Segment Start: Data for this exercise
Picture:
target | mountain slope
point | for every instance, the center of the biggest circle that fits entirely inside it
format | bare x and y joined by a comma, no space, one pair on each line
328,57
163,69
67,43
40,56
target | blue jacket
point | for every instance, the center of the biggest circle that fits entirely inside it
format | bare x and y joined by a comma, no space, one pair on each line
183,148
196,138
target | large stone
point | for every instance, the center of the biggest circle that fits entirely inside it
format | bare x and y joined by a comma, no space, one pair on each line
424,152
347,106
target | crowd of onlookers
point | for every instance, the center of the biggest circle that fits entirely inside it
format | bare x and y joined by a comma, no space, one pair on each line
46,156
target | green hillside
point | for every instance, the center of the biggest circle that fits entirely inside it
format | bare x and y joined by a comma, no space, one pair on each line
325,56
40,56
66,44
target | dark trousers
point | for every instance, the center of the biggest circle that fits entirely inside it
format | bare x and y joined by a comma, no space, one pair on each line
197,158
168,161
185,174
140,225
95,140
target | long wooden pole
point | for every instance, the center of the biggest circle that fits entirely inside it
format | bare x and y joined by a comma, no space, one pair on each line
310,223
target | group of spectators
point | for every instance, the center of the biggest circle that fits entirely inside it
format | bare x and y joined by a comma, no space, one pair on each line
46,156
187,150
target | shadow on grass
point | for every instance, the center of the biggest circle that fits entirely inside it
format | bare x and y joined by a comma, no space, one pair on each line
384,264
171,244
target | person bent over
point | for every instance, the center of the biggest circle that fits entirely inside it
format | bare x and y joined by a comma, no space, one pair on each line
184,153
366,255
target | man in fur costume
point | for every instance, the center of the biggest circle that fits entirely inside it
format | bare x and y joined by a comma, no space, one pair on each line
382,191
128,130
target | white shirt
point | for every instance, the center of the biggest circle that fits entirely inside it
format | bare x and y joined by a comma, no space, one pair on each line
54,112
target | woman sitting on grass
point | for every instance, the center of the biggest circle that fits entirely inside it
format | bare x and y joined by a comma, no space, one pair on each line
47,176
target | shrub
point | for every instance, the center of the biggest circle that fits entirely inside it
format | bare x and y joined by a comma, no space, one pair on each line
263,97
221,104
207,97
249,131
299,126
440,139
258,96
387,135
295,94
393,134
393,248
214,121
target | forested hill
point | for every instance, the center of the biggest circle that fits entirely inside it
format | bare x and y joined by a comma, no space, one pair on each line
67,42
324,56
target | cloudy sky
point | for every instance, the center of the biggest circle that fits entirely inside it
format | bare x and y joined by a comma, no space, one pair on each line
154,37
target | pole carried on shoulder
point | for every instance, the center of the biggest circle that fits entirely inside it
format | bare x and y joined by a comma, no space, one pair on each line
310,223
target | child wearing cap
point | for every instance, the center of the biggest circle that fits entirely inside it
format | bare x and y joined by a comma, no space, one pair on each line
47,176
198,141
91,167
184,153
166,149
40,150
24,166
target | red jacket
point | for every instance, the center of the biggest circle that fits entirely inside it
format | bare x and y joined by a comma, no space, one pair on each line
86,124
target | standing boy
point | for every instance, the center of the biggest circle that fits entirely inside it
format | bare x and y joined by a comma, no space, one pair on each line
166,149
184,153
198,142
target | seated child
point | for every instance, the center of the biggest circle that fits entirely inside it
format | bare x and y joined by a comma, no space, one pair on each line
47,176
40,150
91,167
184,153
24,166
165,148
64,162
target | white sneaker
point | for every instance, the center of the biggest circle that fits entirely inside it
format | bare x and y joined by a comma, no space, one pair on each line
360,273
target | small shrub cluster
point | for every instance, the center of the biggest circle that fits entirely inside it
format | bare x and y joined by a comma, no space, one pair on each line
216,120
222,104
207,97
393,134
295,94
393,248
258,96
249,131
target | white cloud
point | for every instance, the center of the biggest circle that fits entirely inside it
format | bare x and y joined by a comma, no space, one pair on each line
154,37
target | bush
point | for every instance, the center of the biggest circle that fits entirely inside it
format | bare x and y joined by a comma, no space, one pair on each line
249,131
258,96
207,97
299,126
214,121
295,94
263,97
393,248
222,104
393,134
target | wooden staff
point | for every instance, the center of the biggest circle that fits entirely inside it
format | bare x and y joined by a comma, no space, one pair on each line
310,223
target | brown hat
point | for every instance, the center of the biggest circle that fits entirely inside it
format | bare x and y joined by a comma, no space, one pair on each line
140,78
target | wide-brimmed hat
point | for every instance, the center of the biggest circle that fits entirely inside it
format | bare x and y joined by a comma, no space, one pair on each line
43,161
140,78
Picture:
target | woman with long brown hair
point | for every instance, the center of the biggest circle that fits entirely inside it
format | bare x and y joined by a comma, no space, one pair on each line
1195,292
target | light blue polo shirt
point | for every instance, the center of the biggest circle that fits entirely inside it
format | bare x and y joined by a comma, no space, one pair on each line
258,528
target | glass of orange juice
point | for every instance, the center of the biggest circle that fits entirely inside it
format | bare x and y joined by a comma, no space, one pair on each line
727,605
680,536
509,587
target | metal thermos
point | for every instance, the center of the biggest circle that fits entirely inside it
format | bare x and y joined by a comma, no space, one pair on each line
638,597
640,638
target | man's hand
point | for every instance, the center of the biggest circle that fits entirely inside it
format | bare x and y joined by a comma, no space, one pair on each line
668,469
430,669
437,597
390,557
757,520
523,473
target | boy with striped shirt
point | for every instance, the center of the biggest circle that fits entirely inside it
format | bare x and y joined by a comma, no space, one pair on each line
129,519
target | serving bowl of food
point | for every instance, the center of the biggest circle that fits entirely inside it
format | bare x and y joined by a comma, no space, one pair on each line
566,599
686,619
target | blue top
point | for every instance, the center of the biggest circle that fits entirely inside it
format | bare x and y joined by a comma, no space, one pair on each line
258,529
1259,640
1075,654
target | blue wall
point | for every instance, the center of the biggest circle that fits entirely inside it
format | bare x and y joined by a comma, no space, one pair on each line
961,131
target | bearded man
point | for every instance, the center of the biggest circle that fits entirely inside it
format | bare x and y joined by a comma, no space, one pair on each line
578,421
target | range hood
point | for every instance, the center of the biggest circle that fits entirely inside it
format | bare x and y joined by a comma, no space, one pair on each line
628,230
Segment End: Data for this exercise
## Work order:
Count the lines in the records above that contain "woman", please, and give the number without any other words.

## Task output:
2